-- RECORD SET follows --

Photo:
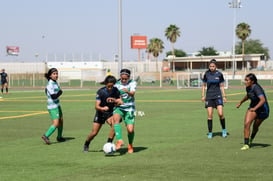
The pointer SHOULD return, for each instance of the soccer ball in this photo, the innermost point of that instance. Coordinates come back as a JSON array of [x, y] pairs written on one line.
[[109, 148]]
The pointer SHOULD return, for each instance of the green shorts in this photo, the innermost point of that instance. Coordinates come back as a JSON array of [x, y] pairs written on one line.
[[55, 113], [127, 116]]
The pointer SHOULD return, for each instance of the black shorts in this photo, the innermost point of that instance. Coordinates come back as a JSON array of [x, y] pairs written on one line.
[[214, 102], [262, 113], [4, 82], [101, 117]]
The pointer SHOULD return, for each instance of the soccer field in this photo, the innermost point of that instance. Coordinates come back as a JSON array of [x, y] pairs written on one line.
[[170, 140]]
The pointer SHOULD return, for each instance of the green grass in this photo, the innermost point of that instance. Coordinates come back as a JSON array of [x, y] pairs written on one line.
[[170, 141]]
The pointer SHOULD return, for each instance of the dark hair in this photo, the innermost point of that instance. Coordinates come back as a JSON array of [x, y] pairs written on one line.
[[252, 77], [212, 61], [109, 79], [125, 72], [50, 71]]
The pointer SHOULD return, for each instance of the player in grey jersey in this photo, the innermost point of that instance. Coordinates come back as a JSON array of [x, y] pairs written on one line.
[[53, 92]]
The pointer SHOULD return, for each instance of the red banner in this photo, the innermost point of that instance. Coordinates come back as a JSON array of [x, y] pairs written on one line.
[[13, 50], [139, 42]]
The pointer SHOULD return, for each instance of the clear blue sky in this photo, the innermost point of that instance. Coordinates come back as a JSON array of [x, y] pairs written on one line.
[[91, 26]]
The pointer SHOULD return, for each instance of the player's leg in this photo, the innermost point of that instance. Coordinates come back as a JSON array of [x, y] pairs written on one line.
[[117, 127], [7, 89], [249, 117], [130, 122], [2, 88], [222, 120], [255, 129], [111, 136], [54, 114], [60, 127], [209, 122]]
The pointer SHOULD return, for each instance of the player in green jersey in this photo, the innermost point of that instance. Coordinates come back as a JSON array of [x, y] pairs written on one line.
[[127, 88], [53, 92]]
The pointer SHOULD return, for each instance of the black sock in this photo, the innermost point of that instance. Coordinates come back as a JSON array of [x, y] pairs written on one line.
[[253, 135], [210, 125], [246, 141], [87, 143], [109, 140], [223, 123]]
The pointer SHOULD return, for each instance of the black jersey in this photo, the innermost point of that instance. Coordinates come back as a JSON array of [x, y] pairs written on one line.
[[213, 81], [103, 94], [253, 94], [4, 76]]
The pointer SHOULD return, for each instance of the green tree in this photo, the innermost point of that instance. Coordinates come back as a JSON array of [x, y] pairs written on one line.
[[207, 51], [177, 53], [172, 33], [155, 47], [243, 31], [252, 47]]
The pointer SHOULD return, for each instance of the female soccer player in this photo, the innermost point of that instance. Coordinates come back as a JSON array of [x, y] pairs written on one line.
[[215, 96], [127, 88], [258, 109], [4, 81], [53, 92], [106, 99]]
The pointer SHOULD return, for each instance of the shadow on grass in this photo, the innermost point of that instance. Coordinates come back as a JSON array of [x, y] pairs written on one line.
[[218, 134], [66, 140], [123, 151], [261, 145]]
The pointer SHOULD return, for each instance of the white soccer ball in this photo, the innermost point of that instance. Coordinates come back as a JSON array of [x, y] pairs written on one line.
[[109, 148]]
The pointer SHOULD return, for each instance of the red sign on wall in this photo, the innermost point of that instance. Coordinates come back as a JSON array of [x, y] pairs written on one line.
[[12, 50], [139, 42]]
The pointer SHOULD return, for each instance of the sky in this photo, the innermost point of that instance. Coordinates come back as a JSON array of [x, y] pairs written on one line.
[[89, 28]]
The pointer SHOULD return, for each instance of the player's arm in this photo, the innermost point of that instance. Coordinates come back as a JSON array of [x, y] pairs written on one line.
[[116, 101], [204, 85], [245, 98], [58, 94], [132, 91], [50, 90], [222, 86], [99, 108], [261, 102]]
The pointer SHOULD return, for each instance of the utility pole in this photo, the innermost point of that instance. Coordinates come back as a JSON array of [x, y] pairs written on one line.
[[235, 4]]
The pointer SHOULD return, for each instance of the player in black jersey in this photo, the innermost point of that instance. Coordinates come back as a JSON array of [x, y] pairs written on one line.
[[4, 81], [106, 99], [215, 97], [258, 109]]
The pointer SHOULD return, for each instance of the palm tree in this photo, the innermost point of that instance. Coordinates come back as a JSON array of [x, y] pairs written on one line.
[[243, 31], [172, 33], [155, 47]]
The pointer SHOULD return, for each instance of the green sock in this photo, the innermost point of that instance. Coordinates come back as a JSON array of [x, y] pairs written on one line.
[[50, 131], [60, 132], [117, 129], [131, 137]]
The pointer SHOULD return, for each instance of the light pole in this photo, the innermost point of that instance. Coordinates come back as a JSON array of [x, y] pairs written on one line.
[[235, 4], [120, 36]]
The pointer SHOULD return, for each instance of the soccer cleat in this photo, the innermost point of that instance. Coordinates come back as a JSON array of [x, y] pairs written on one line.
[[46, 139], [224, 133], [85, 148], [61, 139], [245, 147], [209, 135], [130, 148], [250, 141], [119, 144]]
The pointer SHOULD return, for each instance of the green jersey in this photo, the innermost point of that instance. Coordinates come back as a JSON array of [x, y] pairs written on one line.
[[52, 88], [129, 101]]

-- RECORD SET concluded --

WHAT IS REQUIRED =
Quote every record above exactly, leaving out any pictures.

EXERCISE ANSWER =
Photo:
The pointer SHOULD return, for each instance of the soccer ball in this photo, the innermost point of that instance. Coordinates come back as a JSON array of [x, y] pairs written on one line.
[[109, 148]]
The pointer SHOULD return, for each instance of the green shorts in this photo, the innermost point of that instance. Coordinates come back as a JSON array of [x, y] pairs written on one line.
[[55, 113], [127, 116]]
The pointer SHOULD return, for each instance of the black shorts in this photo, the innermost point of that instance. Coordinates come back as a JSON array of [x, y] pairs written on one line.
[[214, 102], [262, 113], [4, 82], [101, 117]]
The pointer SHOULD return, for each instance of the soccer field in this photo, the innermost point of that instance. Coordinates come back as a JSON array of [x, y] pairs written on one line.
[[170, 140]]
The pointer SHOULD return, for each instance of the green grass in this photo, the innermost point of that instance. Coordinates come back as a JSON array of [x, y] pairs written on one line.
[[170, 141]]
The pointer SHOULD return, for each instance of the dark hair in this photo, the innermost point of that instance. Coordinates come back as a JSON array of [x, y] pairs written on one line.
[[252, 77], [212, 61], [109, 79], [125, 72], [50, 71]]
The pointer SHOULD return, for each instance of the player in grey jersey in this photo, the innermost point of that instance. Coordinates come back as a JSON array of [x, y] pairs written on one line.
[[53, 92]]
The pointer SHOULD return, for each instance of the red banner in this photo, the innermost point of that instance. Coordinates come back as a JSON array of [x, y] pairs written on one line.
[[13, 50], [139, 42]]
The pointer SHOULD return, for each instance of the clear blue sky in this photo, the innermost point of that instance. Coordinates come back as a JSON array of [x, y] pairs written on one line.
[[91, 26]]
The pointer SHOULD return, for each instance of the player's leg in this photo, the innermost point of that instance. Coordinates come back as a JSON array of [x, y] pairs written on one line.
[[117, 127], [7, 89], [249, 117], [130, 122], [2, 88], [222, 120], [255, 129], [111, 136], [54, 114], [60, 127], [209, 122]]
The pointer SHOULD return, for each instance of the player in green jersey in this photo, the innermost point of that instance. Coordinates come back as a JSON array of [x, y] pairs written on one line.
[[127, 88], [53, 92]]
The pointer SHOULD return, for each instance of the black sock in this photo, the innermost point of that instance. Coordinates come back as a JSON array of [x, y] pairs written on one line.
[[253, 135], [210, 125], [246, 141], [87, 143], [109, 140], [223, 123]]
The pointer SHOULD return, for each instance of the black jersey in this photo, the innermost point of that instance. Coordinates come back as a JSON array of [x, y] pairs written on one line.
[[213, 81], [103, 94], [253, 94], [4, 76]]
The pointer SHOULD return, for each instance of the green tree in this photo, the innermost point of that instance. Coordinates come back as a JSON array of [x, y] pairs written on one line.
[[207, 51], [177, 53], [172, 33], [155, 47], [243, 31], [252, 47]]
The pointer SHOULD return, for each instance of the female soccer player in this photo, the innermost point of that instance. Coordinates come back as a JSON array of [x, y] pairs written on one line.
[[215, 96], [127, 88], [258, 109], [4, 81], [53, 92], [106, 99]]
The pointer SHOULD return, for each instance of the shadow on grass in this photo, the innermost point of that instance. Coordinates come back as a JSON array of [x, y] pairs written on one line.
[[218, 134], [66, 140], [123, 151], [261, 145]]
The pointer SHOULD return, for each instance of the white soccer ball in this photo, the innermost point of that instance. Coordinates come back as a JSON array of [x, y] pairs written on one line.
[[109, 148]]
The pointer SHOULD return, for each instance of the red sign on wall in this photo, the innermost point of that instance. Coordinates come back as a JSON array of [x, y] pairs written on one line.
[[12, 50], [139, 42]]
The pointer SHOULD return, for each instance of the sky in this photo, the innermost point of that instance. Coordinates come back as a JSON array of [x, y] pairs written on one line.
[[89, 28]]
The pointer SHOULD return, for each instance of the player's arm in this photo, the innermost point of that instance. Coordinates come back as a JSON array of [x, y] pairs written on one line.
[[116, 101], [204, 85], [245, 98], [58, 94], [132, 91], [50, 90], [222, 86], [99, 108], [261, 102]]
The pointer SHOULD return, for each instance of the utility pole in this photo, the innermost point of that instance. Coordinates come back as a JSON array of [x, y] pairs written on one line.
[[235, 4]]
The pointer SHOULD return, for each instance of the player in black jersey in this photo, the innermost point of that instance. Coordinates come back as a JSON array of [x, y] pairs written on one line.
[[4, 81], [106, 99], [215, 97], [258, 109]]
The pointer SHOULD return, for each instance of the palm tree in this photo, the innermost point of that instance. Coordinates come back as a JSON array of [x, y] pairs written on one line.
[[243, 31], [172, 33], [155, 47]]
The pointer SHOULD return, for each instance of the green sock in this photo, the innermost point of that instance. Coordinates come back as a JSON array of [x, y] pairs written on one line.
[[50, 131], [60, 132], [117, 129], [131, 137]]
The pointer SHOULD return, for each instance of the light pole in this photo, the innermost point of that instance. Coordinates come back as a JSON array of [x, y] pairs written on one line.
[[235, 4], [120, 36]]
The pointer SHOULD return, for each instance of the soccer cleat in this photo, the innermost point of that instance. Coordinates come back as a JSON array of [x, y] pairs written on one line.
[[46, 139], [224, 133], [85, 148], [61, 139], [245, 147], [209, 135], [130, 148], [250, 141], [119, 144]]
The pointer SHOULD return, for each instance of the green jersey in this photo, the innermost point of that instance. Coordinates come back as a JSON array of [x, y] pairs written on one line.
[[52, 88], [129, 101]]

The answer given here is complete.